Recorded information:
Start

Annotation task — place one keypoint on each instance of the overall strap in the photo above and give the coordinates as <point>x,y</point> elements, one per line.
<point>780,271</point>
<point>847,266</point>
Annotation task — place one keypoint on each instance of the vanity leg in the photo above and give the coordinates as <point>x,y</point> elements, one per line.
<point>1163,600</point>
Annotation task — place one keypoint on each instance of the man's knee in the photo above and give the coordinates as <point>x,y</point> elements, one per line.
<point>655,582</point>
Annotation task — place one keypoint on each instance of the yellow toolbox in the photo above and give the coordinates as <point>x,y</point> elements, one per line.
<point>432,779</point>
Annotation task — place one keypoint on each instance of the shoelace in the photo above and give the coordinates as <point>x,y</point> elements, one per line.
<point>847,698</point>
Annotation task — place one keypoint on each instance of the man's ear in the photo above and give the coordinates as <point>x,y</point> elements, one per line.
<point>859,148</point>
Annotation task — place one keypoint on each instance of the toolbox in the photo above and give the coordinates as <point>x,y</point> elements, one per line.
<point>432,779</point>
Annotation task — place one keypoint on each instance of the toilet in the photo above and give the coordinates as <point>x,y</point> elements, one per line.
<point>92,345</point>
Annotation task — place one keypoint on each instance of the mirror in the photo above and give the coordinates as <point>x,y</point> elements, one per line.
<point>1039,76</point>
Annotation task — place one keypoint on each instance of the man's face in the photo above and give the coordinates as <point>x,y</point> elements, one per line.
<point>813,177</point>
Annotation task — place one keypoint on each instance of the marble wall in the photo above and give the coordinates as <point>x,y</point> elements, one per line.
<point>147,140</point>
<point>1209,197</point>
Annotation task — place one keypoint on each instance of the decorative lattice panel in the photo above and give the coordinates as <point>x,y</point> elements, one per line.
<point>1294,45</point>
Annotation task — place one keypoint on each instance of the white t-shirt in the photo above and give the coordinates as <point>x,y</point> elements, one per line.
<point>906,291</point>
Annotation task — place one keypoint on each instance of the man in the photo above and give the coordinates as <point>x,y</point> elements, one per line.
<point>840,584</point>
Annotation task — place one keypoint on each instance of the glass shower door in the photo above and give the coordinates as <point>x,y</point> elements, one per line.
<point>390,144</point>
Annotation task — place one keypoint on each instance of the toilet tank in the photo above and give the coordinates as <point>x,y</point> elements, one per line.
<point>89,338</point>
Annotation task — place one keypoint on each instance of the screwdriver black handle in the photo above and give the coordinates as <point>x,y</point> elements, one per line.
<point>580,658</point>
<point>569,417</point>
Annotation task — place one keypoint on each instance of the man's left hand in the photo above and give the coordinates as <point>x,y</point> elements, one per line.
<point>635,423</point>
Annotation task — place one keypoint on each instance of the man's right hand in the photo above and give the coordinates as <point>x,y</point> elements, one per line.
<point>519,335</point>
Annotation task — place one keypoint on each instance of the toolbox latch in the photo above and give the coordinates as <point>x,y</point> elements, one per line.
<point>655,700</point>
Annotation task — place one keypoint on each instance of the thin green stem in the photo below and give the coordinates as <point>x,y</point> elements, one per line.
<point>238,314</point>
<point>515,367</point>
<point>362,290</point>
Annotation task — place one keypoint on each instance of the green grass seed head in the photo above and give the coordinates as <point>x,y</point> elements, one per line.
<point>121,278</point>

End

Request:
Reproduce the whole listing above word for word, keeping every line in its original order.

Task output:
Annotation task — place one keypoint on each instance of the overall strap in the photo above and give the coordinates as <point>x,y</point> elements, one per line.
<point>780,271</point>
<point>847,266</point>
Annotation task — place one keypoint on each instance of the vanity leg in the photo above and give the coordinates as <point>x,y</point> elements, one per line.
<point>1163,600</point>
Annotation task — place one keypoint on each instance of the man's knee in the photo above and give the coordinates as <point>x,y</point> elements, one per line.
<point>655,582</point>
Annotation task — place one keypoint on each instance of the yellow toolbox in the photo above and give the coordinates as <point>x,y</point> elements, one per line.
<point>432,779</point>
Annotation task — place one keypoint on each instance of the shoelace in the photo above and give the coordinates as <point>x,y</point> elements, one per line.
<point>847,698</point>
Annotation task — place one keypoint on each instance of the man's ear in the photo above and give the coordinates as <point>x,y</point> elements, one per line.
<point>859,148</point>
Annotation task — place one keypoint on each instance of the toolbox in the photo above and give the coordinates as <point>x,y</point> elements, one per line.
<point>432,779</point>
Annotation task — place one keypoint on each instance of the toilet in the photo above and give the coordinates as <point>x,y</point> elements, one per line.
<point>92,345</point>
Annotation task — place one keypoint on each instance of the mirror in the photo above and give the coordinates as <point>x,y</point> elements, one per line.
<point>1039,76</point>
Annotation task — place one keypoint on each instance of the man's face in the photo above and give the coordinates as <point>x,y</point> elements, one per line.
<point>813,177</point>
Annotation task — place one keypoint on each instance of the marble wall in the photo above and give the coordinates as <point>x,y</point> elements, one per line.
<point>147,140</point>
<point>1209,197</point>
Annotation task — place one keypoint on each instance of the decorative lattice panel in the photo above and give the coordinates as <point>x,y</point> elements, one per line.
<point>1294,45</point>
Annotation task — place one keypoint on each instance of the white t-shirt in the photo above and give the coordinates as <point>x,y</point> elements, one per line.
<point>906,291</point>
Annotation task — place one keypoint on each instance of the man in the photo above and give the coordinates as <point>x,y</point> elements, one per line.
<point>840,584</point>
Annotation task — place one keypoint on each instance of the glass shower door in the photo above and give the coordinates as <point>x,y</point> elements, one per line.
<point>390,144</point>
Annotation task — place one keypoint on each instance of the toilet tank in the photo above and give the coordinates as <point>x,y</point> elements, one per line.
<point>89,338</point>
Annotation task — place one keypoint on each instance of the screwdriver black handle in the photo above and give the coordinates as <point>x,y</point> elements, one per line.
<point>580,658</point>
<point>569,417</point>
Annotation task — place one keypoint on each instance of the man's left hand in the photo above and give the coordinates as <point>x,y</point> elements, one per line.
<point>635,423</point>
Annotation task — place one keypoint on each instance of the man's right hand in the photo above and give the coordinates as <point>x,y</point> elements, one per line.
<point>519,335</point>
Annotation task — place one keypoint on each instance of the toolbox latch in the photo above and give the coordinates as <point>x,y</point> elements, one per line.
<point>655,700</point>
Annotation task — place one keypoint on each instance of the thin green stem in the photo below and give the coordinates as <point>x,y</point> elements, one per line.
<point>238,314</point>
<point>515,367</point>
<point>362,290</point>
Annotation task — place one keypoint on each instance of the green grass seed head in the photo above and give the coordinates as <point>x,y</point> elements, one per line.
<point>121,278</point>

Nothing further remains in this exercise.